Set problem a: Retype the passage from the film review, from "The Reese Witherspoon" up to and including "predecessor mysteriously disappears.".

Selection:
## Start

Two out of Five stars
Running time: 100 mins

Extremely disappointing sequel that quickly uses up any residual charm the first film had left over.

The Reese Witherspoon vehicle Legally Blonde was something of a surprise hit in 2001, so a sequel was always going to be on the cards. Unfortunately, Legally Blonde 2 appears to be suffering from a severe case of Charlie’s Angels Syndrome – a curious ailment whereby, in striving to emulate the success of an unexpectedly huge hit, all the charm, wit and invention of the predecessor mysteriously disappears.

Animal Cruelty As Plot Driver

The plot is basically 'Elle Woods Goes To Washington'. Elle (Reese Witherspoon) has a great job at a prestigious law firm and is engaged to her boyfriend from the first film (Luke Wilson, criminally under-used). The problems start when she decides she wants to invite her chihuahua ('Bruiser')'s "family" to her upcoming wedding, but discovers that Bruiser's Mom is being used as a cosmetics test subject by one of the clients of her law firm.

## End

Data to use:
## Start

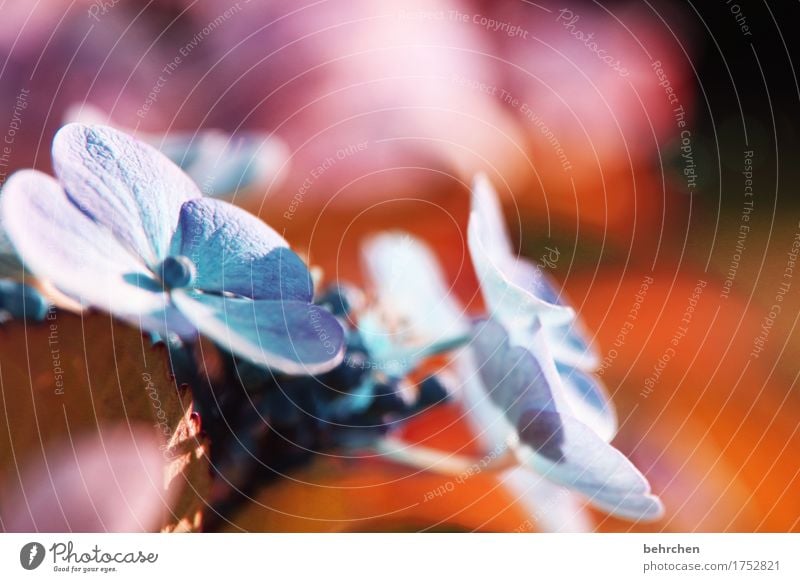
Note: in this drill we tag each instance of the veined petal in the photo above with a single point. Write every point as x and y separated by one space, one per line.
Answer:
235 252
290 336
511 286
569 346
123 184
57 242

## End
## Start

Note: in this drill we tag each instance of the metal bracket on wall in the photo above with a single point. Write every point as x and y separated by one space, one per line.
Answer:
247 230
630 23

## End

Set problem b: Pull out every line of the entries that contains the string "drill", matching case exactly.

Answer a:
The Reese Witherspoon vehicle Legally Blonde was something of a surprise hit in 2001, so a sequel was always going to be on the cards. Unfortunately, Legally Blonde 2 appears to be suffering from a severe case of Charlie’s Angels Syndrome – a curious ailment whereby, in striving to emulate the success of an unexpectedly huge hit, all the charm, wit and invention of the predecessor mysteriously disappears.

Answer b:
Note: in this drill we tag each instance of the veined petal in the photo above with a single point. Write every point as x and y separated by one space, one per line.
Note: in this drill we tag each instance of the metal bracket on wall in the photo above with a single point. Write every point as x and y separated by one space, one per line.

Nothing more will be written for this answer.